PROBLEM: Looking at the entries underneath, work out how many lines contain "walking". Write only that number.

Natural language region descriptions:

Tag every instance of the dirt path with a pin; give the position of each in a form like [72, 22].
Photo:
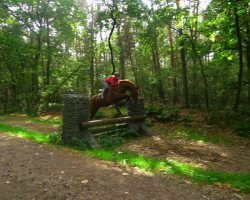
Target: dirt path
[31, 170]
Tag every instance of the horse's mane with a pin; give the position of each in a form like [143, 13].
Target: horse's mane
[128, 83]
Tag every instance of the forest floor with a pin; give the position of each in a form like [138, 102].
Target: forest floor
[30, 170]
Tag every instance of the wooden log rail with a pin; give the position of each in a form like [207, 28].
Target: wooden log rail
[86, 125]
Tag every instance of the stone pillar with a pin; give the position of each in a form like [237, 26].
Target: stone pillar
[75, 110]
[137, 109]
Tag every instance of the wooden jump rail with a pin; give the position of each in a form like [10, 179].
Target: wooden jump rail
[85, 125]
[76, 122]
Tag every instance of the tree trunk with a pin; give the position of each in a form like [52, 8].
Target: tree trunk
[246, 17]
[240, 73]
[173, 64]
[122, 53]
[184, 72]
[157, 67]
[183, 65]
[111, 33]
[92, 54]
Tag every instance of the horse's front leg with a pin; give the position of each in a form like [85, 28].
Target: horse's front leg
[122, 96]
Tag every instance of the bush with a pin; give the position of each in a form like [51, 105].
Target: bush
[242, 128]
[162, 113]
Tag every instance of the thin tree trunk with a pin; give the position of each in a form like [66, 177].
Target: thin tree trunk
[183, 66]
[157, 66]
[110, 35]
[246, 17]
[240, 73]
[184, 72]
[122, 53]
[173, 64]
[92, 54]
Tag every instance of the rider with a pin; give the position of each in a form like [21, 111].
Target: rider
[111, 81]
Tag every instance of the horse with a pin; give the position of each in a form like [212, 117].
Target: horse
[125, 90]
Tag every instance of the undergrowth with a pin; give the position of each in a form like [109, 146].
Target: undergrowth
[187, 171]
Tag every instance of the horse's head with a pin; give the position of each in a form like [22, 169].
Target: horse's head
[134, 93]
[131, 87]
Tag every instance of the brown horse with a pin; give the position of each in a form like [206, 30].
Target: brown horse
[125, 90]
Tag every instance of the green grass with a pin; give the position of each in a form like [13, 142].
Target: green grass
[24, 133]
[193, 134]
[235, 180]
[205, 176]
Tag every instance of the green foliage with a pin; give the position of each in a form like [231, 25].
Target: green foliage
[205, 176]
[239, 122]
[242, 128]
[115, 138]
[236, 180]
[197, 135]
[162, 113]
[21, 132]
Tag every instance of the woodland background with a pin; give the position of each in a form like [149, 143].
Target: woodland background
[178, 53]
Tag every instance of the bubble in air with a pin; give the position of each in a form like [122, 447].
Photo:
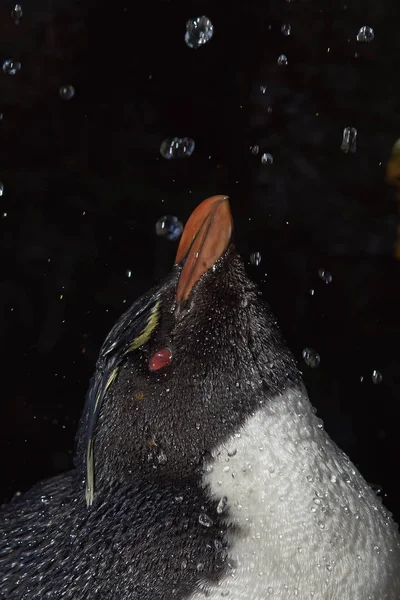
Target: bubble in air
[376, 376]
[311, 357]
[267, 159]
[255, 258]
[199, 31]
[16, 14]
[365, 34]
[222, 505]
[325, 275]
[11, 67]
[66, 92]
[349, 140]
[169, 227]
[205, 520]
[162, 458]
[177, 148]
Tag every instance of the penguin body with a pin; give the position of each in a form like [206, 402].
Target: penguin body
[201, 468]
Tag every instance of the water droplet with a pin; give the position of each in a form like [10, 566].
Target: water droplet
[66, 92]
[325, 276]
[311, 357]
[267, 159]
[222, 505]
[349, 141]
[172, 148]
[169, 227]
[255, 258]
[162, 458]
[205, 520]
[11, 67]
[376, 376]
[199, 31]
[16, 14]
[366, 34]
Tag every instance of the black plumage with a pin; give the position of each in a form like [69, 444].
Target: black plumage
[149, 530]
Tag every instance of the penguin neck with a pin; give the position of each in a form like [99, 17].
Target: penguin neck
[297, 504]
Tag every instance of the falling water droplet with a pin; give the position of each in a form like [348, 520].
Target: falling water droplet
[376, 376]
[162, 458]
[222, 505]
[66, 92]
[311, 357]
[255, 258]
[199, 31]
[11, 67]
[169, 227]
[325, 275]
[177, 148]
[16, 14]
[349, 140]
[366, 34]
[267, 159]
[205, 520]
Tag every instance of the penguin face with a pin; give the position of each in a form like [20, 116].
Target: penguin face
[186, 365]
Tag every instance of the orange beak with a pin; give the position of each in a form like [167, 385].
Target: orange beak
[204, 240]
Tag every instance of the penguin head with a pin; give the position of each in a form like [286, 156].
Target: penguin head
[185, 366]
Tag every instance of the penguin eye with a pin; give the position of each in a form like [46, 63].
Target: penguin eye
[160, 359]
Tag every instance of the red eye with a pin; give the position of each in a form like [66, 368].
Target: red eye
[160, 359]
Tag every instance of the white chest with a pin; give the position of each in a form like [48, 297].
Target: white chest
[308, 525]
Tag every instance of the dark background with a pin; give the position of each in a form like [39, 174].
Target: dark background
[84, 184]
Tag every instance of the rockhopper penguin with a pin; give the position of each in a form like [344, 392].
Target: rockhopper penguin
[202, 470]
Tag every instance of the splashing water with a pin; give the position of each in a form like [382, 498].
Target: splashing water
[199, 31]
[366, 34]
[169, 227]
[177, 148]
[349, 140]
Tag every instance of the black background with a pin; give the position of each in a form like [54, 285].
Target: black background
[84, 184]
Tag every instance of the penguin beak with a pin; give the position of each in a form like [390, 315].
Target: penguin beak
[204, 240]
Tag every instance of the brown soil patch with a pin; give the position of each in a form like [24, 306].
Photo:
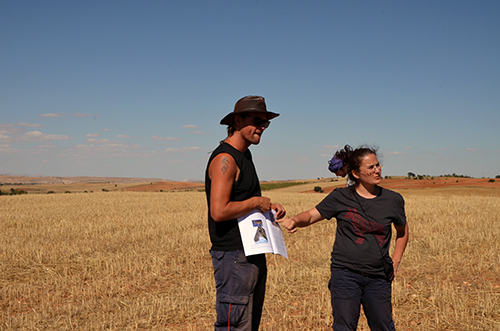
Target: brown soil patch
[166, 186]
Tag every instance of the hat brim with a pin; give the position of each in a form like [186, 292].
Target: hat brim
[228, 119]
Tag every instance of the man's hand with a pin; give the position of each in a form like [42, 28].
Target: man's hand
[280, 210]
[289, 224]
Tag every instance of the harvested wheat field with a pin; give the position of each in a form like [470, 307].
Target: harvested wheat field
[139, 261]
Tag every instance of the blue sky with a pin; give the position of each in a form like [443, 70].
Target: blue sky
[137, 88]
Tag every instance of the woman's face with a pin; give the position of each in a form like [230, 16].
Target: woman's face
[370, 171]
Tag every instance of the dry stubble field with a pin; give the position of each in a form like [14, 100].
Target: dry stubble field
[139, 261]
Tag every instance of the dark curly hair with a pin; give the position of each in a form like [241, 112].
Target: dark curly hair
[343, 154]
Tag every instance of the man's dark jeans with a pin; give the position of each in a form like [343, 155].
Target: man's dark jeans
[241, 284]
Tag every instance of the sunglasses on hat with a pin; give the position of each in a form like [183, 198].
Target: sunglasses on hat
[259, 122]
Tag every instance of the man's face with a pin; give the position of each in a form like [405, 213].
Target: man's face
[250, 131]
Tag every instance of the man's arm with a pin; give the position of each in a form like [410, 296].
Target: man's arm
[223, 172]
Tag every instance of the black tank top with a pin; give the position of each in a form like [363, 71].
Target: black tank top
[225, 236]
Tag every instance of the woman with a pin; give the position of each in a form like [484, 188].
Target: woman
[364, 213]
[338, 163]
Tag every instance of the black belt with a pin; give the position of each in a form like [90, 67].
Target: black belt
[366, 274]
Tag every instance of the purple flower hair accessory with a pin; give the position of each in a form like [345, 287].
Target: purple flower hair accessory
[335, 164]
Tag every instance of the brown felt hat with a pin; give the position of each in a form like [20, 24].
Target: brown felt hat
[249, 104]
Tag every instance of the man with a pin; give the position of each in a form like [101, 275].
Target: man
[233, 190]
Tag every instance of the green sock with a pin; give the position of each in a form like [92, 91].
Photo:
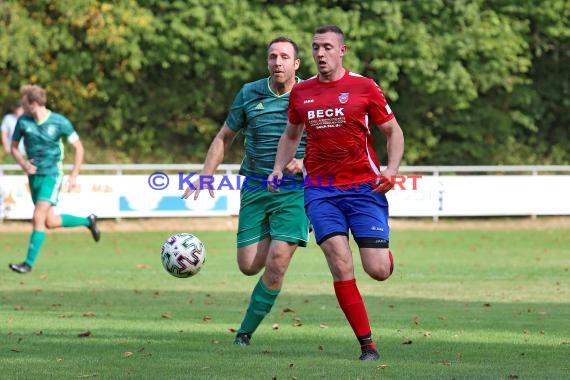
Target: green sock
[36, 242]
[260, 304]
[73, 221]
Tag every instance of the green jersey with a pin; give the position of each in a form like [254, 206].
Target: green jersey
[262, 115]
[43, 141]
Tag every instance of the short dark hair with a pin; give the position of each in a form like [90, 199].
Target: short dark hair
[330, 28]
[285, 39]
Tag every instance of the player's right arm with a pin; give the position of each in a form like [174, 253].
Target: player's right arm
[286, 150]
[218, 149]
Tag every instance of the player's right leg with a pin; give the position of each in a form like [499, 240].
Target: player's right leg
[288, 226]
[37, 237]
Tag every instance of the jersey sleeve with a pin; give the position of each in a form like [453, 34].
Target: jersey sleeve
[379, 109]
[292, 113]
[236, 118]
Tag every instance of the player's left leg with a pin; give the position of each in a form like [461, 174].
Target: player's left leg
[37, 237]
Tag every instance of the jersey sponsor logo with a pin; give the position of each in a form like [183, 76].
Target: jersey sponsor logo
[329, 112]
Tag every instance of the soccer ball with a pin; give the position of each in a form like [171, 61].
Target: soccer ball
[183, 255]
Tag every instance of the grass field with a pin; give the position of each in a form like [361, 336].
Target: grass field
[462, 304]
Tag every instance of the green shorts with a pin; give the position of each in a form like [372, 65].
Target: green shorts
[278, 215]
[45, 188]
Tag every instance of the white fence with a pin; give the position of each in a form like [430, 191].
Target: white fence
[153, 190]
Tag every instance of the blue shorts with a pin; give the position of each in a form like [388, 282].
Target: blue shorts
[334, 212]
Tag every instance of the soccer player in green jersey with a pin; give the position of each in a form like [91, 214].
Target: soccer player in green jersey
[271, 225]
[42, 131]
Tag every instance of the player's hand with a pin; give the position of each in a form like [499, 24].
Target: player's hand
[384, 181]
[29, 167]
[273, 181]
[71, 181]
[295, 166]
[195, 188]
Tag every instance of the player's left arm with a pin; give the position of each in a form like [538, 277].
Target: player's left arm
[395, 150]
[77, 159]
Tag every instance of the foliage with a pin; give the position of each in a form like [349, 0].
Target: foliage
[471, 82]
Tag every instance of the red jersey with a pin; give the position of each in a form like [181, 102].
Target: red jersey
[336, 115]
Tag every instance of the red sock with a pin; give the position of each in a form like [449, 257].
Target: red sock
[351, 303]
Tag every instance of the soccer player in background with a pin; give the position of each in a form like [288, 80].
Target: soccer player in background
[334, 108]
[270, 225]
[42, 131]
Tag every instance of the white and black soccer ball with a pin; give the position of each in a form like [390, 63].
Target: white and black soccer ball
[183, 255]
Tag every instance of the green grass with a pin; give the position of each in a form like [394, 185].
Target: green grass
[463, 304]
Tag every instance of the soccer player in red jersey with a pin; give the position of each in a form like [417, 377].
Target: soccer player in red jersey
[344, 187]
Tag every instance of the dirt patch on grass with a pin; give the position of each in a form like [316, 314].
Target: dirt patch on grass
[230, 224]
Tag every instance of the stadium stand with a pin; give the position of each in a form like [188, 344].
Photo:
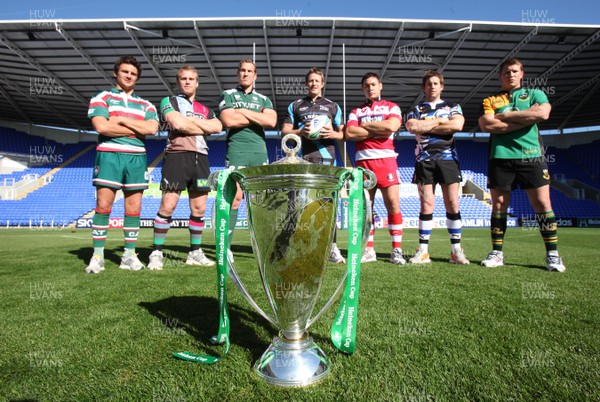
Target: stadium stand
[68, 194]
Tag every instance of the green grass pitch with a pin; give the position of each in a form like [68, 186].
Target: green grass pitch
[425, 333]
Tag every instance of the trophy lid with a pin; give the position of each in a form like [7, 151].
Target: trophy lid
[290, 165]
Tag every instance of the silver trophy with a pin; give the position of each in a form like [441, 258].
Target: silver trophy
[292, 212]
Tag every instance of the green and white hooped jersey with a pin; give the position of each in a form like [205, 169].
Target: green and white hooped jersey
[115, 102]
[524, 143]
[251, 138]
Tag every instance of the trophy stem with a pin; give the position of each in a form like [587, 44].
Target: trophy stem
[292, 363]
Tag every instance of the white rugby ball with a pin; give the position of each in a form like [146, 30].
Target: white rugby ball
[316, 124]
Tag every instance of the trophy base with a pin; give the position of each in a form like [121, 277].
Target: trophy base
[292, 363]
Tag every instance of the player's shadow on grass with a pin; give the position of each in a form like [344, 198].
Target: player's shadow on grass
[199, 317]
[174, 251]
[110, 254]
[209, 250]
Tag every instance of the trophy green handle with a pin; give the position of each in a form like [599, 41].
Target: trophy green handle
[239, 284]
[232, 273]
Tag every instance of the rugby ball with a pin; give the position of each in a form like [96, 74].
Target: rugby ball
[316, 124]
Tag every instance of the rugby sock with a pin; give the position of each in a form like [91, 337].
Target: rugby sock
[547, 222]
[395, 229]
[131, 229]
[497, 229]
[196, 227]
[99, 230]
[454, 226]
[162, 224]
[425, 227]
[232, 221]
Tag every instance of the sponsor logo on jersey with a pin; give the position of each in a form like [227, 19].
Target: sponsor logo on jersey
[546, 174]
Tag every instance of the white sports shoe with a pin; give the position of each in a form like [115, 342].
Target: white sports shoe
[336, 256]
[368, 256]
[554, 263]
[96, 265]
[494, 259]
[421, 257]
[197, 257]
[155, 263]
[131, 262]
[458, 257]
[396, 257]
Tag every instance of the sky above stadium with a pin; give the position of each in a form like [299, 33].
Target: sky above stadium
[538, 11]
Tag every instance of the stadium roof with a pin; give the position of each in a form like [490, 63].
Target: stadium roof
[49, 69]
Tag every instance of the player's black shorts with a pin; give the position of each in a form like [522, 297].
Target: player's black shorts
[185, 170]
[437, 172]
[506, 174]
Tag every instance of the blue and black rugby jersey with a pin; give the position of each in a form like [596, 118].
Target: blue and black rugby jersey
[434, 146]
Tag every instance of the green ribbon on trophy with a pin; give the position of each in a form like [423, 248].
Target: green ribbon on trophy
[343, 329]
[225, 194]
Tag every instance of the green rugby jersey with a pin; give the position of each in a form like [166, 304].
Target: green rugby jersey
[251, 138]
[520, 144]
[115, 102]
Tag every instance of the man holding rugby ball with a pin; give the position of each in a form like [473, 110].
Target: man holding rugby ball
[318, 145]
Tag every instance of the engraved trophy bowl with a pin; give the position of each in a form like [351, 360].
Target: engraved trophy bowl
[292, 210]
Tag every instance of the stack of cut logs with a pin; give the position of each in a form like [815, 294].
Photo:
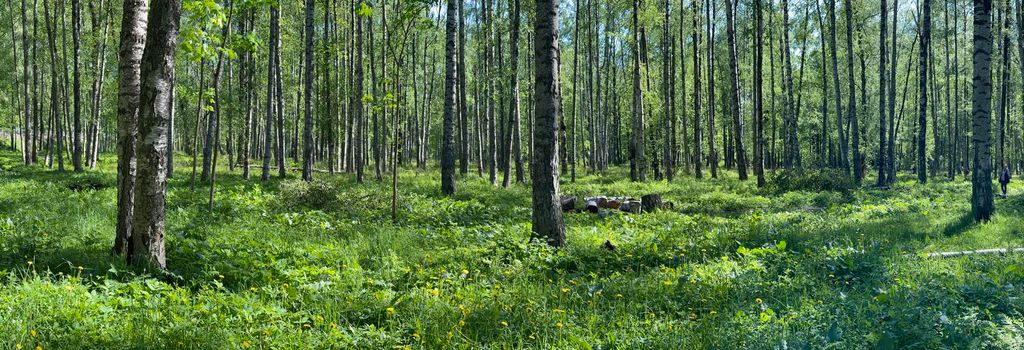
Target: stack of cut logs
[648, 203]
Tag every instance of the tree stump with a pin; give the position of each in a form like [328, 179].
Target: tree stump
[651, 203]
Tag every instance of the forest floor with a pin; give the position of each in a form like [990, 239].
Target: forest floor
[287, 265]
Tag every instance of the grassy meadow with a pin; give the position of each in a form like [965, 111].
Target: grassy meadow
[290, 265]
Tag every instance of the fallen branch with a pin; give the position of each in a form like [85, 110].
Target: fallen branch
[943, 255]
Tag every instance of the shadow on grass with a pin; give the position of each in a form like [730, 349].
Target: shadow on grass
[960, 225]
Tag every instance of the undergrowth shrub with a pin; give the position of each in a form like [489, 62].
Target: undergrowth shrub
[312, 194]
[810, 180]
[89, 181]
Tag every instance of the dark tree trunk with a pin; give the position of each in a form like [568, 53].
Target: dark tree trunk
[279, 91]
[737, 120]
[448, 140]
[891, 145]
[154, 121]
[544, 170]
[759, 158]
[882, 162]
[270, 100]
[513, 144]
[982, 205]
[638, 159]
[307, 134]
[712, 149]
[926, 35]
[133, 27]
[76, 14]
[463, 102]
[844, 161]
[697, 138]
[858, 167]
[356, 103]
[28, 143]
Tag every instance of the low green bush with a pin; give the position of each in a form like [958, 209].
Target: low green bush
[89, 181]
[811, 180]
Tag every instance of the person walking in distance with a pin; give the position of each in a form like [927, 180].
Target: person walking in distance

RESPONSE TO THIS TASK: 2